Material to process ->
%%

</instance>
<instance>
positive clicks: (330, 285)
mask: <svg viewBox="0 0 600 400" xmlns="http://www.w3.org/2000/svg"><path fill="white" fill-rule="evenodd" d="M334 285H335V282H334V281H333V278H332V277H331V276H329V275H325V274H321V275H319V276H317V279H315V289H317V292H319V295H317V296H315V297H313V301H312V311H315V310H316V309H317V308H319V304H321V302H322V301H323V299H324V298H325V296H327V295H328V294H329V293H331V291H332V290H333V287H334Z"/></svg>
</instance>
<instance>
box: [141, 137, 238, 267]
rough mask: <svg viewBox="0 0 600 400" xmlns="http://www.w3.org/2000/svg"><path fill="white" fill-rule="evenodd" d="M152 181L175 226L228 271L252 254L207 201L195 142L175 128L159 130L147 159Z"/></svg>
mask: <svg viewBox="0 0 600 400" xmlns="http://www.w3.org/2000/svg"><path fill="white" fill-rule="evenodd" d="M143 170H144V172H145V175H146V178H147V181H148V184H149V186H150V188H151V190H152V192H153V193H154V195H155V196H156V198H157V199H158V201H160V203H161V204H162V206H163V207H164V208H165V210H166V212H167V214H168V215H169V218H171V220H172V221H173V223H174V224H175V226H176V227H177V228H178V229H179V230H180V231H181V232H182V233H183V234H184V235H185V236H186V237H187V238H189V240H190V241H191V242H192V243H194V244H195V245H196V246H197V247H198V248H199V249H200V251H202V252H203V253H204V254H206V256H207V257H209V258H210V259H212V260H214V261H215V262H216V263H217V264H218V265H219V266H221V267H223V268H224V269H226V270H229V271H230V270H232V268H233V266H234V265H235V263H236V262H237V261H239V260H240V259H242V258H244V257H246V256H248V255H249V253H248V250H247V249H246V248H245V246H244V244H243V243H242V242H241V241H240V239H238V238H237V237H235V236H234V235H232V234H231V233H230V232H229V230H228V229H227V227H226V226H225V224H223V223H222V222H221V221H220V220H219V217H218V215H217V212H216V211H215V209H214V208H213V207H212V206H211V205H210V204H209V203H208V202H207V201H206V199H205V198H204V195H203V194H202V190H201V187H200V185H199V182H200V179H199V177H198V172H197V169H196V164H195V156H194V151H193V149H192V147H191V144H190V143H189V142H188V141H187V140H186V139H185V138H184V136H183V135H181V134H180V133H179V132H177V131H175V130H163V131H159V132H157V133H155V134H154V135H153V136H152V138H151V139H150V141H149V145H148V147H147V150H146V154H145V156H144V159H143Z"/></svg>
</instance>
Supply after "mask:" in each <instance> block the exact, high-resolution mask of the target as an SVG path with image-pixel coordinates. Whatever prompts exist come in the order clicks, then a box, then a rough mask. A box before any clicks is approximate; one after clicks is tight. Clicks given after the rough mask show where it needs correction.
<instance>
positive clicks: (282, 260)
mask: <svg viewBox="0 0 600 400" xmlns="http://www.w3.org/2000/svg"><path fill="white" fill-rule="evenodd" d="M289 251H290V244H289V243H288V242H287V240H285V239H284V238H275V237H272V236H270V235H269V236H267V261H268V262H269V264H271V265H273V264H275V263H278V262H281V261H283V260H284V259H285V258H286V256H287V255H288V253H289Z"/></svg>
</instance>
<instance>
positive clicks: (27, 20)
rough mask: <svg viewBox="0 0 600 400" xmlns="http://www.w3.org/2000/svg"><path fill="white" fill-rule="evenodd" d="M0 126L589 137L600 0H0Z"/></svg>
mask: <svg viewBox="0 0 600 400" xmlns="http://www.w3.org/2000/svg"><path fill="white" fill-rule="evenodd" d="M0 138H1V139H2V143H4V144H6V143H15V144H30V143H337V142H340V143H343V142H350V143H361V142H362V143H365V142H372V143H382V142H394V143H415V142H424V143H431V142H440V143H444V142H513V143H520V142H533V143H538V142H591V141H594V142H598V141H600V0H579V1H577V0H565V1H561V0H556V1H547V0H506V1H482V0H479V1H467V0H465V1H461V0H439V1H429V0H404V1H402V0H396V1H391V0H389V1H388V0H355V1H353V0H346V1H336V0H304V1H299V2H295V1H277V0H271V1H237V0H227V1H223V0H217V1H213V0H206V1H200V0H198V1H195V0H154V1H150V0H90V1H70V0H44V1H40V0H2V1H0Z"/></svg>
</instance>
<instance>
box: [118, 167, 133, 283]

%%

Exercise goal -> Find every line in the rows above that contains the word "positive", matching case exactly, and copy each one out in full.

Your solution ->
positive clicks: (330, 285)
positive clicks: (282, 260)
positive clicks: (27, 20)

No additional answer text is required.